*OBJECTIVE*. Render the stretch from the start of the records through the line containing "110 L 0 125", both ends included, as a Markdown table with the columns Row and Line, giving each line its row number. Leave out blank lines and the pictures.

(Records from an annotation dataset)

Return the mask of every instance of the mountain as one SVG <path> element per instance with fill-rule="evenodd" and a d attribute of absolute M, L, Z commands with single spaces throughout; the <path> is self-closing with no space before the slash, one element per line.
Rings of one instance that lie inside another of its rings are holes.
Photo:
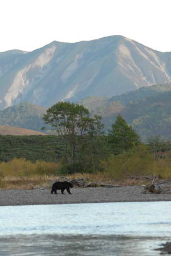
<path fill-rule="evenodd" d="M 0 110 L 0 125 L 41 131 L 45 107 L 23 102 Z"/>
<path fill-rule="evenodd" d="M 86 106 L 88 100 L 89 109 L 92 114 L 103 117 L 107 131 L 120 114 L 145 142 L 148 137 L 160 135 L 171 140 L 171 83 L 141 87 L 120 96 L 104 100 L 96 97 L 83 99 L 80 102 Z"/>
<path fill-rule="evenodd" d="M 8 125 L 0 125 L 0 135 L 43 135 L 46 134 L 33 130 L 24 129 L 17 127 L 12 127 Z"/>
<path fill-rule="evenodd" d="M 48 107 L 166 82 L 171 82 L 171 53 L 120 35 L 0 53 L 0 109 L 26 101 Z"/>

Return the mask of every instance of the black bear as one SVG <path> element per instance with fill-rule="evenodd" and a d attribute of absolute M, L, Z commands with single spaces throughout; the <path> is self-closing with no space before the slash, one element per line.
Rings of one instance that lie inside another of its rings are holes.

*RESPONSE*.
| Row | Line |
|---|---|
| 1 | Return the mask of every instance of the mountain as one SVG <path> element per instance with fill-rule="evenodd" and a d attribute of absolute M, L, Z commands with single spaces throughout; the <path> is self-closing with no space before the slash, one element per line. |
| 2 | Rings of one instance that lie inside another of its rings are holes. |
| 3 | Photo: |
| 4 | <path fill-rule="evenodd" d="M 0 110 L 0 125 L 41 131 L 45 107 L 23 102 Z"/> |